● PROBLEM DETAILS: Copy out the lines of the listing verbatim, starting with the line that contains "of the grassy" and ending with the line that contains "point(39, 225)", both included.
# DATA SUPPLIED start
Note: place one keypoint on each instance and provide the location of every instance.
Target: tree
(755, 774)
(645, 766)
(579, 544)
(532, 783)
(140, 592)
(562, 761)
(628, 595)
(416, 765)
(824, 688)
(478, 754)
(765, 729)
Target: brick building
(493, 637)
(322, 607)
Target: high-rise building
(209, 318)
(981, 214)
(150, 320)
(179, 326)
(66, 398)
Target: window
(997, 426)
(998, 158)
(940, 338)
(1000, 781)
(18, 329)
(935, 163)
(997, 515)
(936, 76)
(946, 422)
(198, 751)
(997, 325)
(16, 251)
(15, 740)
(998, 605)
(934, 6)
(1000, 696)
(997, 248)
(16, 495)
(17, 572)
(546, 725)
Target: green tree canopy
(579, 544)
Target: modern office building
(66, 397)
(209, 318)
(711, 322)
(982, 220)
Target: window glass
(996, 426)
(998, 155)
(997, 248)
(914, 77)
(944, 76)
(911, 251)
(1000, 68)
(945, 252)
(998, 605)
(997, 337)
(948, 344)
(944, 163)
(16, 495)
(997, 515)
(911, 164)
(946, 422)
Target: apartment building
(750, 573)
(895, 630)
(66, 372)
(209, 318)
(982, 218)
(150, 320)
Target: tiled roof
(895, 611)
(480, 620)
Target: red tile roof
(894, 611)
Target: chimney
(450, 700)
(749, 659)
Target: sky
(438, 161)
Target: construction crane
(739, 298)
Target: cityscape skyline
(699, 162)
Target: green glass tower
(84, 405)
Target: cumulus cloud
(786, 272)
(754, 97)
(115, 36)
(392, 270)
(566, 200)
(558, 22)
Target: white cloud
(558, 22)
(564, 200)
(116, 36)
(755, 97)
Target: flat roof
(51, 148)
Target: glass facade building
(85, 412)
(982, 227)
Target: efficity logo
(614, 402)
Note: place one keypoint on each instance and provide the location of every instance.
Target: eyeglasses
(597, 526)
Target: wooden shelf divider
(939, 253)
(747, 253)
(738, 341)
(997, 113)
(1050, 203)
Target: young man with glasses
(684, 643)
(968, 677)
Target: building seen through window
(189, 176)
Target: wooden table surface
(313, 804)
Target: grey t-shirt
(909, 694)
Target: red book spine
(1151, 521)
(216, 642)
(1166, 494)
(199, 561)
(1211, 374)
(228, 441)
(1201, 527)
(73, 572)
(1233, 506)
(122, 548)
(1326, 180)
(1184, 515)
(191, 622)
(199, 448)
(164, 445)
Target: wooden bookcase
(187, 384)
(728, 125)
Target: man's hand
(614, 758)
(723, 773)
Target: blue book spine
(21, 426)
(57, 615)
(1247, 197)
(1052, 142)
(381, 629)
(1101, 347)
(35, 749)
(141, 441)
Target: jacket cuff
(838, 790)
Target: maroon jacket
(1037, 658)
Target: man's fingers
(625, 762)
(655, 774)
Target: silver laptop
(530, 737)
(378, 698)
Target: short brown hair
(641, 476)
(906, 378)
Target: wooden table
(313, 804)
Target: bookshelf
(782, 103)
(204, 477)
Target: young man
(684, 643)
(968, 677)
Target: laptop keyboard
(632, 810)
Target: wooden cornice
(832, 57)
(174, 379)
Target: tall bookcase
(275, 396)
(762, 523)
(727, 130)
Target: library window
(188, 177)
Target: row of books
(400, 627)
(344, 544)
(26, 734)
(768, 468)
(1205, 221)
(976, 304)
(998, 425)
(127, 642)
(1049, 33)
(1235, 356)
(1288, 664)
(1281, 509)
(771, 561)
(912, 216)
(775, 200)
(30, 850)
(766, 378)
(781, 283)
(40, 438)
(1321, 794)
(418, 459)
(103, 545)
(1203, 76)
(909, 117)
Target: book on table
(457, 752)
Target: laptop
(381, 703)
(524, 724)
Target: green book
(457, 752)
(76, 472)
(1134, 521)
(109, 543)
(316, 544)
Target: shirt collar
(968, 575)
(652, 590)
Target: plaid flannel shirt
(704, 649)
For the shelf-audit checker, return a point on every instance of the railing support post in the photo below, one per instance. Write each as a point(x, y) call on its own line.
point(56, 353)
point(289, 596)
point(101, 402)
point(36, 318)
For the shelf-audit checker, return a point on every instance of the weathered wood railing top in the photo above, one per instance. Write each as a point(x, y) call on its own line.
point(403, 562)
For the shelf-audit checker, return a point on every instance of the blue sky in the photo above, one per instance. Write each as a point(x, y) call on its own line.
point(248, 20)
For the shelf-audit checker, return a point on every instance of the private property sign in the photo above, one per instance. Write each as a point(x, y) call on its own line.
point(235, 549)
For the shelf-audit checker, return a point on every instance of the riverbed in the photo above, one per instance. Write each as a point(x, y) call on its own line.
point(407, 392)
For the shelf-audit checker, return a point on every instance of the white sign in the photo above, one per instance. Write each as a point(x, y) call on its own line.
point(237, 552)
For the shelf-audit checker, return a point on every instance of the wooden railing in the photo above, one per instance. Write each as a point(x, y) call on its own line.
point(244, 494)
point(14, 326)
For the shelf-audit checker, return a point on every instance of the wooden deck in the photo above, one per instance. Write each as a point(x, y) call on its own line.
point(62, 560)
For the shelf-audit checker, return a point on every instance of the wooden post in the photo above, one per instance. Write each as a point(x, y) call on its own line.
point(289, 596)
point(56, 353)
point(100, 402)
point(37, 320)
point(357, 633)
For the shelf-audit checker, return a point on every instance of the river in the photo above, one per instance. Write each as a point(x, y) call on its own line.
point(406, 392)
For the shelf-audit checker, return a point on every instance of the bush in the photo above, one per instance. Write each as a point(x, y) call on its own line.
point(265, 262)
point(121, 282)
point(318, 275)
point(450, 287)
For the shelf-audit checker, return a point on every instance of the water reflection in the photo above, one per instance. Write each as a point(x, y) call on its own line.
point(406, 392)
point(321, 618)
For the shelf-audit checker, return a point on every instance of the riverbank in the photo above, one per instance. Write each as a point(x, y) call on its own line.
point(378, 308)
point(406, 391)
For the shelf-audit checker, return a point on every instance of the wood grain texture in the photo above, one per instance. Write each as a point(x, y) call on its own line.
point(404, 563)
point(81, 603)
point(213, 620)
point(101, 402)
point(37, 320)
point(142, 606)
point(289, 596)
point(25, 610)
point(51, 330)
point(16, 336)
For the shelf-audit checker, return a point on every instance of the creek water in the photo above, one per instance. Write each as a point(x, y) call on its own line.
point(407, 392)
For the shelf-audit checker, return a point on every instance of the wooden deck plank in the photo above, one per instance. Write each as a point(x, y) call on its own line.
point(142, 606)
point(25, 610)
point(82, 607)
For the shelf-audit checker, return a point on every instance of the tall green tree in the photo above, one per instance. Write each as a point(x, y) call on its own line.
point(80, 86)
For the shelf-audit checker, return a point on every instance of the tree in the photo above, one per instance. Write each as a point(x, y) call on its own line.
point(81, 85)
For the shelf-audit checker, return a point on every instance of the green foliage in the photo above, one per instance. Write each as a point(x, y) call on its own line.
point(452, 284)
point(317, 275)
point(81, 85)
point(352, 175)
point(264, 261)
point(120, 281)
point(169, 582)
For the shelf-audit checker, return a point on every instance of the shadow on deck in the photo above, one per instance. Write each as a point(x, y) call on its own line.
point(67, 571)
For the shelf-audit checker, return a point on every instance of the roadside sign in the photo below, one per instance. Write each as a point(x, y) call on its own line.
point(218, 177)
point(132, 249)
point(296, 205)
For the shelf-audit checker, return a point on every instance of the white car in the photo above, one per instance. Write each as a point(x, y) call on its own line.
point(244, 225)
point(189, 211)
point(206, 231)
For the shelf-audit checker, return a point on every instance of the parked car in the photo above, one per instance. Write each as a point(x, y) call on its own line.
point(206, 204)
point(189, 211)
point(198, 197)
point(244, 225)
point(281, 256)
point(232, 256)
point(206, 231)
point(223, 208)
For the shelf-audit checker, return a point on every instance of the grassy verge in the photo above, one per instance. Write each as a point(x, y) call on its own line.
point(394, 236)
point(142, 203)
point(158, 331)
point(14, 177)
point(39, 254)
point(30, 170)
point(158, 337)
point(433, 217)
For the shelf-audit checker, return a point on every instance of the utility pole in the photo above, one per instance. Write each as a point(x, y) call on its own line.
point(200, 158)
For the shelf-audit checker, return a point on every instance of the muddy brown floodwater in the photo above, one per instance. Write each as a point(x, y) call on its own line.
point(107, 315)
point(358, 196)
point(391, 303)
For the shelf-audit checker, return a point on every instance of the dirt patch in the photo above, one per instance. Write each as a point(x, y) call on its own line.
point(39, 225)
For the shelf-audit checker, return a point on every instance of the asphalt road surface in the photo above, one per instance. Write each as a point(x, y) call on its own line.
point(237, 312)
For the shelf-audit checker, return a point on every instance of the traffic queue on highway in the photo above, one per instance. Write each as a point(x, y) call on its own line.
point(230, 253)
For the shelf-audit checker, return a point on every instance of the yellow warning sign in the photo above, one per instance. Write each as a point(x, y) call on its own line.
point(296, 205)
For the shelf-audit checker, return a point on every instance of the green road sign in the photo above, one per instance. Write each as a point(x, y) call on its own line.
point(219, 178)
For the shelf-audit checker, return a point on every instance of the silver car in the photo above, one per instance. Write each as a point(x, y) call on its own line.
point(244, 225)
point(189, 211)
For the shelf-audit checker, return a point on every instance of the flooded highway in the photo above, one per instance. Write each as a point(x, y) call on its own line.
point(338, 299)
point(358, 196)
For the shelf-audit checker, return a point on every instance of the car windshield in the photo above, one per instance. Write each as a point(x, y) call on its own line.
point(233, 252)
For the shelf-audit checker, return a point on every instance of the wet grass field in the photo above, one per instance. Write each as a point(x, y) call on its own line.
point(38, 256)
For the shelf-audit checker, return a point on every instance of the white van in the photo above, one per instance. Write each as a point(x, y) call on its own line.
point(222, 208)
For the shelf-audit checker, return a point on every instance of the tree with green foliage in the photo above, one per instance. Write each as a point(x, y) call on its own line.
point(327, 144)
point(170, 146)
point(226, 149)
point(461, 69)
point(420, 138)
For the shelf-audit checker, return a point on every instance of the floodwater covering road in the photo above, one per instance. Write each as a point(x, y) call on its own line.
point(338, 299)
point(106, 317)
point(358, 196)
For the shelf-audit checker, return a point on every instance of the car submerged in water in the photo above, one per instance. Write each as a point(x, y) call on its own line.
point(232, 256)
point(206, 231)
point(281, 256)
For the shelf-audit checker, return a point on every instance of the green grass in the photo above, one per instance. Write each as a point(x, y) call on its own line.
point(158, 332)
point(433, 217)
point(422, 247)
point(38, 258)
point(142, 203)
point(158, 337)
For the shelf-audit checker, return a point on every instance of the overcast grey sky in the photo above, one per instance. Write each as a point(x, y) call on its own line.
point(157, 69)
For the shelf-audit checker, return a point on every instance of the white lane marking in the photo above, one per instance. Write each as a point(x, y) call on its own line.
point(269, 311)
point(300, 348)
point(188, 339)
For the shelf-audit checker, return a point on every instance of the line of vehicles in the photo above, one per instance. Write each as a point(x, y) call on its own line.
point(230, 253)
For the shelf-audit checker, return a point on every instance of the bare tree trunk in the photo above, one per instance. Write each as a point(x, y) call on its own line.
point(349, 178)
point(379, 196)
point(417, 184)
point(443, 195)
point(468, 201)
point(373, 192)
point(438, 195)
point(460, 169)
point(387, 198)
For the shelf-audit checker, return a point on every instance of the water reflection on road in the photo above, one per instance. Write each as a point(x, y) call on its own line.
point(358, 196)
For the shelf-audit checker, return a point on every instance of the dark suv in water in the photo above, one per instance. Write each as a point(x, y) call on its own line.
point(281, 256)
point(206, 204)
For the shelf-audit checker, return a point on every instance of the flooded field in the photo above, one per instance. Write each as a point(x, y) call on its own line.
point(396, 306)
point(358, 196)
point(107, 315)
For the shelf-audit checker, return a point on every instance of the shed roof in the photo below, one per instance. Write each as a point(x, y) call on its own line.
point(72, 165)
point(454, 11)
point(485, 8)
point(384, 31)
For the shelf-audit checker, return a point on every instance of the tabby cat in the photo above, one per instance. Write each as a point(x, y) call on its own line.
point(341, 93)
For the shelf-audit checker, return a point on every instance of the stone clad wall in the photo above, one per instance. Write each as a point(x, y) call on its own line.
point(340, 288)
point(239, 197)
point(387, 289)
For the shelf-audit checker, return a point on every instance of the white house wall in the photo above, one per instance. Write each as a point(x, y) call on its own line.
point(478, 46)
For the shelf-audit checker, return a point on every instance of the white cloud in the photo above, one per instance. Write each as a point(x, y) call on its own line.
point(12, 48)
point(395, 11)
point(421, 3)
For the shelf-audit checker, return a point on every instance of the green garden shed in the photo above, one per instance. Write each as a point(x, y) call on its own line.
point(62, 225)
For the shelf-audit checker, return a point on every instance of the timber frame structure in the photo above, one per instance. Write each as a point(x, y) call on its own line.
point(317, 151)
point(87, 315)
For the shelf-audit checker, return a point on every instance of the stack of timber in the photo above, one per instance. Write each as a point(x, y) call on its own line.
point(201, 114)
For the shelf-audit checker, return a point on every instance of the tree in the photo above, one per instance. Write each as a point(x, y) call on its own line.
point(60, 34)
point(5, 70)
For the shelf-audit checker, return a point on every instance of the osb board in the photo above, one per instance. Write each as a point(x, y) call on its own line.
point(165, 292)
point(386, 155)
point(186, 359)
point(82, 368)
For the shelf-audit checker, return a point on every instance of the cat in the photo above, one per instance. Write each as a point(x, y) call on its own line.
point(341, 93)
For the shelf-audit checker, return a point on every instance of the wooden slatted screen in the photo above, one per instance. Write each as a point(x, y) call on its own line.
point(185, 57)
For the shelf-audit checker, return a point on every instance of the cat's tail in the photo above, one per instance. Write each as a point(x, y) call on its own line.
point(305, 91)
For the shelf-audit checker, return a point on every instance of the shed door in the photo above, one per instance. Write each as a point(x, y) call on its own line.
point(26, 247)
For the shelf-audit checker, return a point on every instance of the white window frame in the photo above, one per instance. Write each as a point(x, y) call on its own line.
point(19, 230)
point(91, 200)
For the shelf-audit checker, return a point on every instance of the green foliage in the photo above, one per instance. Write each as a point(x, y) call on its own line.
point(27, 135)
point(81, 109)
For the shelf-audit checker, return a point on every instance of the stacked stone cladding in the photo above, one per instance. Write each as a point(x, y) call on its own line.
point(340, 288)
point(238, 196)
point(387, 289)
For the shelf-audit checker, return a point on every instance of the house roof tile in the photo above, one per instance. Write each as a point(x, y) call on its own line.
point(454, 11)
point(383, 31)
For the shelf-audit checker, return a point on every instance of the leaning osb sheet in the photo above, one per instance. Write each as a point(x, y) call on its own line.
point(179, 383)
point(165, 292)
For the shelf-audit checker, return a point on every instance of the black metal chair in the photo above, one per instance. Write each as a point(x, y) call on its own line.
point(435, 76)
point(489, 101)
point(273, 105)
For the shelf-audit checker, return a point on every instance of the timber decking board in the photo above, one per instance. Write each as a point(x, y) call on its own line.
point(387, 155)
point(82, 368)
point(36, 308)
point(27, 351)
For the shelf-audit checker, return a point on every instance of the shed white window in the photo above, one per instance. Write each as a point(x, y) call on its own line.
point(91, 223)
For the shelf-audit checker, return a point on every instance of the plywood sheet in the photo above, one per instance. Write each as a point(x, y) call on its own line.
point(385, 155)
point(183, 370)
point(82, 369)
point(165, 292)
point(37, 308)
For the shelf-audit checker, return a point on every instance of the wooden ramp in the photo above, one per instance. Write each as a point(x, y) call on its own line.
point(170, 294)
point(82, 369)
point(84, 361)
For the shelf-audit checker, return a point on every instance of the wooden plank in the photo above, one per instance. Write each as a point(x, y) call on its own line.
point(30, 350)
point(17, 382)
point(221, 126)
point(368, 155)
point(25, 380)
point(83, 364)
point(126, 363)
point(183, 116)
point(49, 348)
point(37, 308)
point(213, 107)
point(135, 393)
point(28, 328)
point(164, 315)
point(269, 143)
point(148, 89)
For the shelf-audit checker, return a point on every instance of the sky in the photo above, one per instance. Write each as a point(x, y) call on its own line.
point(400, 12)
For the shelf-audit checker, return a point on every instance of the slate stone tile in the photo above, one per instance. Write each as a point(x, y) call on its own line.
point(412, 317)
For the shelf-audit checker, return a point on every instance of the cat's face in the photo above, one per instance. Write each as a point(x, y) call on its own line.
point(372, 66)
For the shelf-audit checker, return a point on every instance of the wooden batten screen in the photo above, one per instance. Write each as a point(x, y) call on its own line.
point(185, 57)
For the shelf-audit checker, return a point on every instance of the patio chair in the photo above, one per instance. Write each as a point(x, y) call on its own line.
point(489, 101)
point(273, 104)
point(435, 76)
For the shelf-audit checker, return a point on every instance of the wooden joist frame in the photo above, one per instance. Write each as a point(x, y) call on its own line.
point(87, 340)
# DATA SUPPLIED end
● CORRECT ANSWER:
For the shelf-audit checker, return a point on every instance of the grassy verge in the photo above, one per instance. Write each as a point(x, y) call on its own line.
point(394, 236)
point(142, 203)
point(158, 331)
point(14, 177)
point(39, 254)
point(30, 170)
point(158, 337)
point(433, 217)
For the shelf-audit checker, return a point on every instance of the utility pole in the photo above, one per instance. Write each as a point(x, y) call on its own line.
point(200, 158)
For the shelf-audit checker, return a point on every instance of the muddy brown floodwater in the photo above, one per instance. Write each as a point(x, y) call on its own line.
point(107, 315)
point(358, 196)
point(391, 303)
For the shelf-audit checker, return a point on every instance of the dirt patch in the photo above, one per instance. Write each as a point(x, y) call on its own line.
point(39, 225)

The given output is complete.